These two proverbs serve as a challenge to me, because, left to my own desires and devices, I will tend toward the pursuit of things that do not result in food on the table. I want to fill my time with things that no one would pay me for or to do. They’re “hobbies”. But hobbies are not supposed to be the focus of a life. Whatever their importance, the focus of a life is for the One having given that life to begin with. What purpose our Creator has given us includes our “occupation”.

What empties have you pursued? How are you “serving your ground” these days? How can we encourage each other to greater pursuits?

Proverbs 10:8, 10; A Story

Skilled of heart takes/receives commands,

  And a fool of lips is ruined

One winking an eye gives pain,

  And a fool of lips is ruined

Here, again, the last line is the link between these two proverbs. In each, the top line is very different, in fact, the first is positive, and the second top line is negative. So, the first proverb contrast two antithetical lines, and the second set two lines parallel. Because they are spaced in the proverb list, the second does not extend the meaning of the final line of the first. Proverbs 10:9 is about a different aspect of wisdom, and only obliquely related to the other two between which it is sandwiched.

Since the relationship between these two proverbs is the final line, let’s look at that first. The term, fool, is a common translation of the Hebrew word, aiwil, and is always translated as “fool”. In the NASB, it occurs 4 times in poetic prophetic writings, once in historical prophets, once in Psalms, twice in Job, and the remaining 19 occurrences in Proverbs. The aiwil is not as bad as a nabal (H5036), but worse than kesil (H3684), so it’s a “middle-fool” characterized by his speech (Prov 10:14, 12:16, 17:28, 20:3 as additional examples). This fool shows no balance in his relationships and demonstrates moral perversion.

Parallel to this babbling unbalanced moral pervert, is one winking an eye. This is likely something tied to a historical cultural setting. Winking in modern western cultures does not always refer to the same sort of person up to the same sort of no good. Although, it can. Winks serve various purposes, but most are surreptitious communication, for whatever reason. And communication which is not open to all is a place to hide sinful, hurtful intentions. It isn’t a given, but a possibility. I’m not sure how common or commonly understood winking is these days. It may be a more universal form of communication, somewhat like a smile. That such deceptive communication can lead to pain should be obvious.

In contrast, the “skilled of heart” (chokam) receives commands. The person so described has that wisdom characterized in craft and ability. Yet such skill is clearly derived from their Creator. In this specific instance, the skill is of heart. It would be a mistake to define heart in this use as the seat of the emotions. It is more the constitution and perseverance of a person, in this use. One demonstrating ability and skill in their constitution and perseverance is able to get requests, commands, or think in terms of the craftsman who has no shortage of business. They work tirelessly and their work is prized greatly.

● ● ● ● ●

Exercise instructions:
a. Summarize the commentary on Proverbs 10:8 and 10:10 in two sentences.
b. Carry on the commentary on Proverbs 10:8 and 10:10 from the point where it ends.

Material provided:

● ● ● ● ●

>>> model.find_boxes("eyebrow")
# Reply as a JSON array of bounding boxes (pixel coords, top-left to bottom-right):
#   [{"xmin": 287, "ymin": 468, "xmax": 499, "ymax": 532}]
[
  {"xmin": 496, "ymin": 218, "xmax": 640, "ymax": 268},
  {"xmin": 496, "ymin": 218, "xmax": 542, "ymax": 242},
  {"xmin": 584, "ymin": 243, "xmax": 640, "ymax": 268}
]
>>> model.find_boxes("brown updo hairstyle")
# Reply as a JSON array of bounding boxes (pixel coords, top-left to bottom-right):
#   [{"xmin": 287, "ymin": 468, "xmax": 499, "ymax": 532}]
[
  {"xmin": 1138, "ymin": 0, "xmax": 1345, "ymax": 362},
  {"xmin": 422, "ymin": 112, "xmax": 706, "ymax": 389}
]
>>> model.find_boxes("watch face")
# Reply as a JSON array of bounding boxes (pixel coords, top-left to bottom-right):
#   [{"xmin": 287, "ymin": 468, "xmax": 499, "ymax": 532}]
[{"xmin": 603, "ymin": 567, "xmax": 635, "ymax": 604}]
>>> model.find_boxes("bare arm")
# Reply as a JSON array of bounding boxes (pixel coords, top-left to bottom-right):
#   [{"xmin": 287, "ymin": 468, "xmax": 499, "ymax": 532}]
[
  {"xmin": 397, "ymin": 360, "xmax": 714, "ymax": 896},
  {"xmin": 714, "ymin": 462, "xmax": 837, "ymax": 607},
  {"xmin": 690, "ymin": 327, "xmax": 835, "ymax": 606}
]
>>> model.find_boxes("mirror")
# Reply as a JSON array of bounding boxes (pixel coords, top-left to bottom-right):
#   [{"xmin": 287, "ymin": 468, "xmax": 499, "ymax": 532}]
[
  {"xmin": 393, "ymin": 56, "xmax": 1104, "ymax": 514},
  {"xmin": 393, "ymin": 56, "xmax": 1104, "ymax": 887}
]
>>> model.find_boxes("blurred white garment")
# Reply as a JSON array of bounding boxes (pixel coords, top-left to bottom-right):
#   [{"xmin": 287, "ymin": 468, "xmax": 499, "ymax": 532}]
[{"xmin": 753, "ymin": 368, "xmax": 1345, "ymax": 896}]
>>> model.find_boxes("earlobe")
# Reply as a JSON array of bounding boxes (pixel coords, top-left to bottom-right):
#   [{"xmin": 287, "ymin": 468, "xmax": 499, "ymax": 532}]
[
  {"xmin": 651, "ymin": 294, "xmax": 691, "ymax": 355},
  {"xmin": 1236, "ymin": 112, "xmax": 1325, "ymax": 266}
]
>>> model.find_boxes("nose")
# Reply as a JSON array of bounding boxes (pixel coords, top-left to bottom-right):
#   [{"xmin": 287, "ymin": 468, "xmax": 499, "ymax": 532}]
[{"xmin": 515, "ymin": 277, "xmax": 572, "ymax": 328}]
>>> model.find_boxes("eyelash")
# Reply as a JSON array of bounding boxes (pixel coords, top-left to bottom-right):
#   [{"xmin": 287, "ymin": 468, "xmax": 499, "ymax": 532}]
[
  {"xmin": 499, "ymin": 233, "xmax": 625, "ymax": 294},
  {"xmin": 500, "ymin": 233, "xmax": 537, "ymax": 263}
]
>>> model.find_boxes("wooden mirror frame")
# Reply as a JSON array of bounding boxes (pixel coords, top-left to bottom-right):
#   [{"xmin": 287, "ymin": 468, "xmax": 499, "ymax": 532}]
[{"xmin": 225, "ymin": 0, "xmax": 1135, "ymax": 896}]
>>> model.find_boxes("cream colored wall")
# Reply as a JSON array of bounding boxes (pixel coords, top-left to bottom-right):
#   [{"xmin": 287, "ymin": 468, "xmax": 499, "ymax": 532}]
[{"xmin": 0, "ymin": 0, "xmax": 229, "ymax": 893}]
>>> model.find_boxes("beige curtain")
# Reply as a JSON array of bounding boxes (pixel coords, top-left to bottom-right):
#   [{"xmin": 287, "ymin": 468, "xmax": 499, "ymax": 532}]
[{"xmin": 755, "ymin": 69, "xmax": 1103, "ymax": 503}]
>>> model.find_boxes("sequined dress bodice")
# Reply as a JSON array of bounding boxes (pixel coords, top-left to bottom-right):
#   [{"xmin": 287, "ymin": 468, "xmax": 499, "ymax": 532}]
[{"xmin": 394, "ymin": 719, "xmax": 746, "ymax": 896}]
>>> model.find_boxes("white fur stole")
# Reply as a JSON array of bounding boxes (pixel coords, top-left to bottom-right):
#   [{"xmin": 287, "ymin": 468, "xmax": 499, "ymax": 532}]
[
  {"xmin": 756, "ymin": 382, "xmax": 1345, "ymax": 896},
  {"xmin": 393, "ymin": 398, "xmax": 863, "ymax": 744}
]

● ● ● ● ●

Expected answers:
a. The commentary links Proverbs 10:8 and 10:10 through their shared last line, "a fool of lips is ruined," and explains that the Hebrew word aiwil names a middle-level fool marked by his speech, lacking balance in relationships and showing moral perversion. It describes winking as a likely form of secret communication that can hide hurtful intentions and lead to pain, in contrast to the "skilled of heart," whose constitution and perseverance bring in commands the way a prized craftsman never lacks business.

b.
Oscar made final touches to the image on his computer screen, clicked the “Finalize” button with the mouse point, and rolled back to look at the stone laser etcher start humming across the room. He stood and stretched and leaned forward to touch the ground at his feet. Adjusting his wire-frame glasses, he went to the wall with the plan for his lithograph. It would be nearly fifty layers, acid-washed, each adding to the limited-edition image. His plan was for a shorter run of a hundred prints, all with the lasered image centered. As he washed the various layers, the edges of the image should become less laser-cut-harsh.

He looked over at the laser etcher, and decided he had time for a nap. Rubbing his eyes, he headed for his cot on the opposite wall. He was excited to be this close to the actual creating instead of planning, although he would try to sleep. The etching machine would sound an alarm when it was done anyway.

Oscar let out a long breath as he relaxed, laying on his side, head on a firm pillow. The door to his studio opened suddenly, and Oscar sat up with a jolt. Stanley strode through the doorway already in mid-sentence.

“…and if he thinks I’m going to take that sort of crap from him, he’s going to learn.” Stanley began to pace from the door to Oscar’s etcher, and back, talking and waving his arms.

“He better pay me what we agreed on, or so help me…”

Oscar sat on the edge of his cot and rubbed his eyes. He peered at the agitated figure pacing across his studio and blinked a few times.

“Stan, seriously? No knock, just burst right in?” Oscar asked softly.

Stanley stopped abruptly and stared at Oscar silently for a moment.

“What were you doing? Sleeping?” Stanley asked. Oscar only nodded. “Well, then I didn’t interrupt anything important.” Stanley resumed pacing. “I got to get this off my chest, or I’m going to kill someone.”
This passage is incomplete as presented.